Transcribe the records below word for word, beginning with the first line and stopping after the line that contains "mark the green tree | one pin per instance."; pictures are not part of the copy.

───── Extracted records

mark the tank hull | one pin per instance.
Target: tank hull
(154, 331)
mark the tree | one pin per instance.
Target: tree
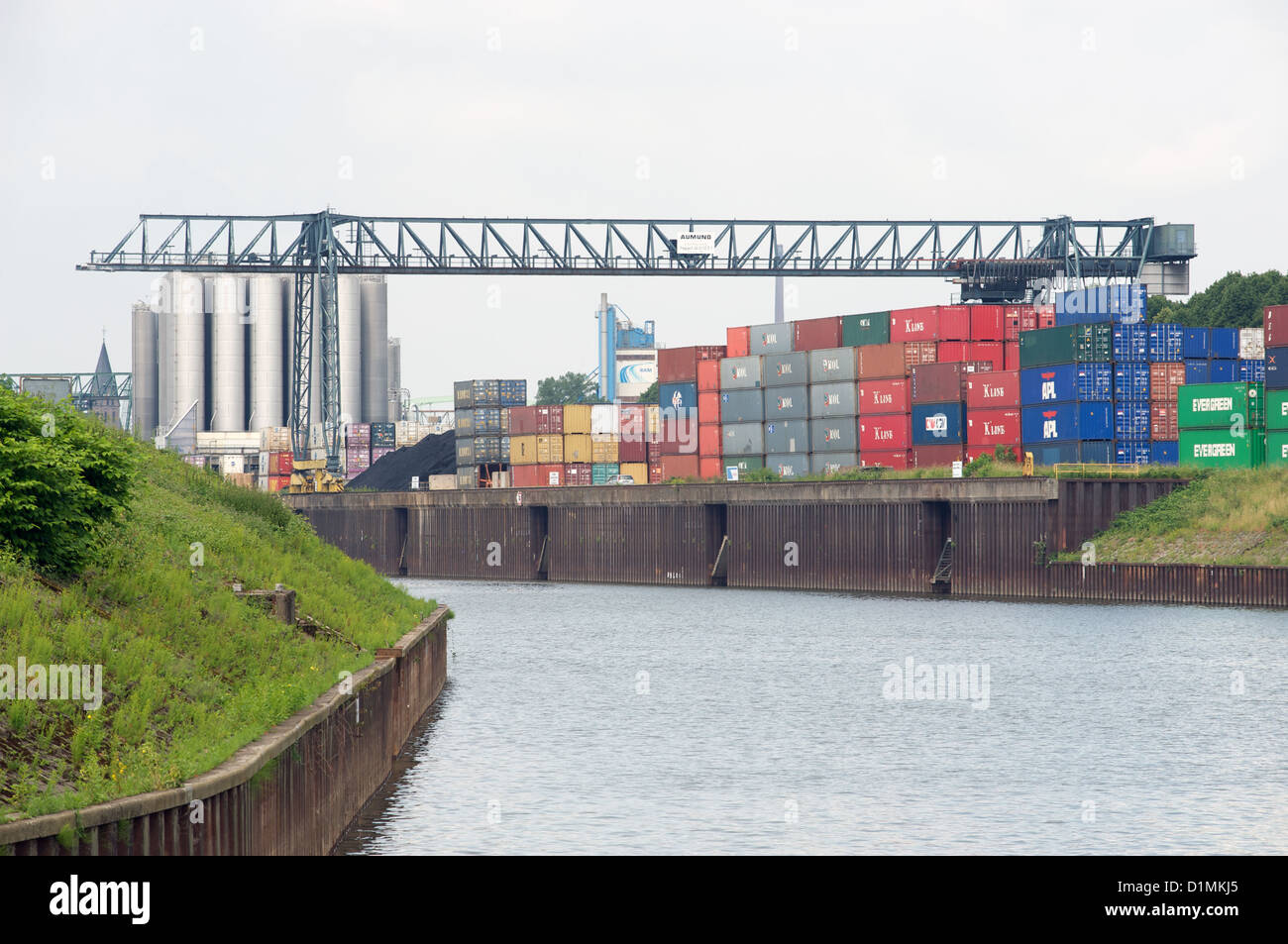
(571, 387)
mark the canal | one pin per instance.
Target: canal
(639, 719)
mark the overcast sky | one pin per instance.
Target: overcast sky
(752, 110)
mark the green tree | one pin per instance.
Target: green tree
(62, 478)
(571, 387)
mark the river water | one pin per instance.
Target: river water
(621, 719)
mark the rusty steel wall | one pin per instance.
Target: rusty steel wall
(296, 803)
(888, 548)
(475, 543)
(635, 544)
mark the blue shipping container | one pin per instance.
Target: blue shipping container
(1166, 342)
(1163, 452)
(1128, 454)
(1197, 343)
(934, 424)
(1052, 384)
(1131, 380)
(1131, 343)
(1131, 420)
(1225, 344)
(1198, 371)
(1054, 423)
(1095, 381)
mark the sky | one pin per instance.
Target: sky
(555, 108)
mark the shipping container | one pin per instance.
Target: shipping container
(786, 369)
(738, 342)
(832, 463)
(858, 330)
(914, 325)
(885, 432)
(831, 365)
(833, 434)
(786, 436)
(932, 456)
(771, 339)
(936, 424)
(743, 438)
(816, 333)
(1131, 420)
(1064, 421)
(880, 361)
(742, 372)
(833, 399)
(993, 389)
(1223, 449)
(1222, 406)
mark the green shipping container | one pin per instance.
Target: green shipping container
(1043, 347)
(1276, 408)
(1222, 449)
(1216, 406)
(1276, 447)
(872, 327)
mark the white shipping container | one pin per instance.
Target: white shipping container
(1252, 343)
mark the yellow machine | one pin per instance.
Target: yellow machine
(310, 475)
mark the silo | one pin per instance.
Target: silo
(228, 357)
(375, 348)
(266, 352)
(143, 367)
(189, 348)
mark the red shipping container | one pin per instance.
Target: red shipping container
(890, 459)
(708, 403)
(889, 432)
(928, 456)
(914, 325)
(993, 426)
(679, 468)
(1164, 376)
(879, 361)
(709, 468)
(549, 420)
(708, 374)
(953, 323)
(951, 352)
(1276, 326)
(987, 323)
(739, 342)
(993, 389)
(879, 397)
(814, 334)
(708, 439)
(974, 452)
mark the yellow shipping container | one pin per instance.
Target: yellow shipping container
(550, 449)
(636, 471)
(576, 420)
(523, 450)
(578, 446)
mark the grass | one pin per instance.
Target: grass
(1223, 517)
(191, 673)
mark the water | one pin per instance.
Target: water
(616, 719)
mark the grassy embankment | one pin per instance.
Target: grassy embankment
(191, 673)
(1228, 517)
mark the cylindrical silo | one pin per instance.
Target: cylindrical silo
(266, 352)
(143, 367)
(228, 357)
(375, 349)
(189, 349)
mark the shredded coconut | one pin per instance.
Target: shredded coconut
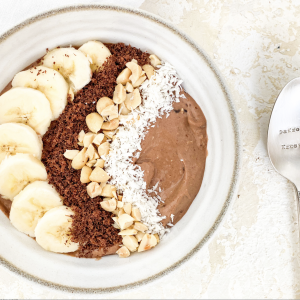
(159, 93)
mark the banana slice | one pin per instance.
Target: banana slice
(72, 64)
(53, 231)
(30, 205)
(17, 171)
(97, 52)
(19, 138)
(47, 81)
(27, 106)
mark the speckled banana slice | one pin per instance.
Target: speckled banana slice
(53, 231)
(19, 138)
(72, 64)
(49, 82)
(31, 204)
(27, 106)
(97, 52)
(17, 171)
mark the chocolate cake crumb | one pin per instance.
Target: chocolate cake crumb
(92, 226)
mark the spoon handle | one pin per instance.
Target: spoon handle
(298, 209)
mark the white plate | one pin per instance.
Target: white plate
(75, 25)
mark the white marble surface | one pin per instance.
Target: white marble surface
(255, 254)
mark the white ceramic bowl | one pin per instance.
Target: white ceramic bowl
(75, 25)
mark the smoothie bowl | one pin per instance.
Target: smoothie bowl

──────────

Written answer:
mark the tank hull | one pin per instance.
Target: tank hull
(154, 331)
mark the tree | one pin per instance.
Target: tree
(571, 387)
mark the canal | one pin per instance.
Target: canal
(639, 719)
mark the overcast sky | one pin per instance.
Target: overcast sky
(752, 110)
mark the green tree | one pin per instance.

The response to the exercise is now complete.